- Page excerpt:

++++

The One Care continuity of care programme draws to a close this month. Despite the challenges posed by Covid, 23 practices took part in the project and each embarked on their own continuity of care journey. All hints and tips from the practices have been captured in a resource toolkit which will soon be hosted on the RCGP website shortly. Our data shows practices were able to improve their continuity by up to 15% across their practice list. There were even greater improvements in continuity where the focus was on a particular cohort of patients.
We’ve built a timeline of the project, which can be found here:
One of the primary outputs of this project is a resource toolkit to help implement continuity of care in the practice. The toolkit provides:
- Practical suggestions on how to improve continuity.
A way to measure continuity using the Usual GP Measuring Tool, developed by One Care Digital Team. There are 4 measures available in this easy-to-use Tool. The Tool is based on consultation activity and shows how consultation activity is spread across your practice. For example, you will be able to see if your frequently attending patients are shared evenly across the team.
- Communication material including leaflets and posters together with an animation which you can show on our website or in the waiting room.
The Resource Toolkit is currently on One Care Team Net but later this month it will be hosted on the Royal College of GPs (RCGP) website, following the demonstration at this year’s RCGP conference and testing by practices across England and Scotland.

++++

- List of tasks:
a – In the continuity of care programme update, how many practices took part in the project?
b – Reproduce word for word the part of the continuity of care programme update that begins at the words "We’ve built a" and stops after "to improve continuity.".
c – Carry on the continuity of care programme update, picking up after its last sentence.

- Material provided:
++++

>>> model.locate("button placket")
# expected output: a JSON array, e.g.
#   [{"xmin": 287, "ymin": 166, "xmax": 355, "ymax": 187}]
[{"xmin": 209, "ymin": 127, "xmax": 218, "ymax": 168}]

++++

- Task-by-task answers:
a – 23 practices took part.

b –
We’ve built a timeline of the project, which can be found here:
One of the primary outputs of this project is a resource toolkit to help implement continuity of care in the practice. The toolkit provides:
- Practical suggestions on how to improve continuity.

c –
Our practices approached continuity in different ways from those who had already have personal lists looking to further improve continuity, to those testing microteam approaches, to those focusing on a particular cohort of patients. Our data shows practices able to improve their continuity by up to 15% across their practice list. Even greater improvements were made where the focus was a particular cohort of patients.
As a project we learned:
- Through our surveys and conversations that continuity matters to both patients and staff
- Practices regardless of their list size can achieve good levels of continuity, including those that are multi-site.
- Where the practice has continuity of care processes in place, GPs on low sessions achieve continuity levels on par with GP working a high number of sessions.
- Practices in deprived areas of Bristol can achieve good levels of continuity.
- Focusing on a small cohort of patients, has a ripple effect so overall continuity at the practice improves.
We’d like to thank all the practices who were able to take part, and look forward to seeing the impact continuity plays on patients in BNSSG going forward.